**Assignment:**
Restate the following entries exactly, including every line.

**Records:**
· · · · ·

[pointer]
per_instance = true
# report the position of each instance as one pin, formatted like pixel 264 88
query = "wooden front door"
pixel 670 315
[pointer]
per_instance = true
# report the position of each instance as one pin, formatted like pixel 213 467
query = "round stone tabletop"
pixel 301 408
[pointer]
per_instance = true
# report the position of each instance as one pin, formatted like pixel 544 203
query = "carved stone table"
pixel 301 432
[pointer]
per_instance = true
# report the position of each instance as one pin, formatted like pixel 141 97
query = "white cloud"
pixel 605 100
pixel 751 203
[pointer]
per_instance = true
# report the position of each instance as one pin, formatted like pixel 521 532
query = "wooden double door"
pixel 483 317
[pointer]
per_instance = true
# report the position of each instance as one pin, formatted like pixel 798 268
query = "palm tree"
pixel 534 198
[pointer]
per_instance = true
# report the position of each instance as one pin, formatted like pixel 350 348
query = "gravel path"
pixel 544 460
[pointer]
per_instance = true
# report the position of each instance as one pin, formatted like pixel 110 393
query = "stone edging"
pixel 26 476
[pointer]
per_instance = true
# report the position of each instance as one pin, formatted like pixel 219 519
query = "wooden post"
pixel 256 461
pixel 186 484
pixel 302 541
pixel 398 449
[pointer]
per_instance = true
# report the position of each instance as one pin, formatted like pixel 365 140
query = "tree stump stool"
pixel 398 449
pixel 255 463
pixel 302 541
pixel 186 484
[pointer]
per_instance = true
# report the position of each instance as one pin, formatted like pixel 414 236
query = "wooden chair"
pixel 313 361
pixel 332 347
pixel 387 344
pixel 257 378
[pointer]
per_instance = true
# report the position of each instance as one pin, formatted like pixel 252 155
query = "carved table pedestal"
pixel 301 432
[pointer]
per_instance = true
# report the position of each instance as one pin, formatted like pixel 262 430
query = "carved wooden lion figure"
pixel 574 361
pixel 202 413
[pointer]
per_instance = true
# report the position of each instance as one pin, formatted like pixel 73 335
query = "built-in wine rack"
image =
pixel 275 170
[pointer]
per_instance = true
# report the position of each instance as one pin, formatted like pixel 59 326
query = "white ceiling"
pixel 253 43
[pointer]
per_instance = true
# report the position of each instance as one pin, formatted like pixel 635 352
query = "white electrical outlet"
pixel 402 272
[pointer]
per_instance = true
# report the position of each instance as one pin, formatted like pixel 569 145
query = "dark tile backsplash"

· · · · ·

**Result below:**
[pointer]
per_instance = true
# report the position of each instance as one pin, formatted like pixel 264 88
query = "wooden front door"
pixel 670 315
[pointer]
per_instance = true
# report the position of each instance as one pin, formatted like pixel 213 467
query = "round stone tabletop"
pixel 301 408
[pointer]
per_instance = true
# report the position of each instance as one pin, formatted like pixel 544 203
query = "carved stone table"
pixel 301 432
[pointer]
per_instance = true
# report the position of each instance as one pin, formatted like pixel 141 97
query = "white cloud"
pixel 605 100
pixel 751 203
[pointer]
per_instance = true
# report the position of each instance as one pin, formatted like pixel 521 532
query = "wooden double door"
pixel 483 317
[pointer]
per_instance = true
# report the position of each instance as one pin, formatted like pixel 798 268
query = "palm tree"
pixel 534 198
[pointer]
per_instance = true
# report the position of each instance as one pin, formatted like pixel 350 348
query = "gravel path"
pixel 544 460
[pointer]
per_instance = true
# report the position of each instance as one pin, formatted like pixel 110 393
query = "stone edging"
pixel 26 476
[pointer]
per_instance = true
# report the position of each instance as one pin, formatted like pixel 219 519
query = "wooden post"
pixel 256 461
pixel 186 484
pixel 302 541
pixel 398 449
[pointer]
per_instance = true
# report the position of each instance as one pin, formatted like pixel 365 140
query = "tree stump stool"
pixel 398 449
pixel 255 463
pixel 302 541
pixel 186 484
[pointer]
per_instance = true
# report the position of each instance as one pin, formatted like pixel 414 236
query = "wooden chair"
pixel 313 361
pixel 332 347
pixel 387 344
pixel 257 378
[pointer]
per_instance = true
# report the position of each instance as one pin, formatted like pixel 252 155
query = "carved table pedestal"
pixel 301 432
[pointer]
per_instance = true
# report the position of each instance as one pin, formatted like pixel 262 430
query = "carved wooden lion figure"
pixel 574 361
pixel 202 413
[pointer]
per_instance = true
# report the position of each instance as one pin, formatted like pixel 73 335
query = "built-in wine rack"
image =
pixel 275 170
[pointer]
per_instance = true
# report the position of each instance as one pin, formatted like pixel 59 326
query = "white ceiling"
pixel 253 43
[pointer]
per_instance = true
# report the position of each instance as one pin, formatted like pixel 635 352
query = "white electrical outlet"
pixel 402 272
[pointer]
per_instance = true
# report the position of each instance as one pin, formatted like pixel 569 145
query = "dark tile backsplash"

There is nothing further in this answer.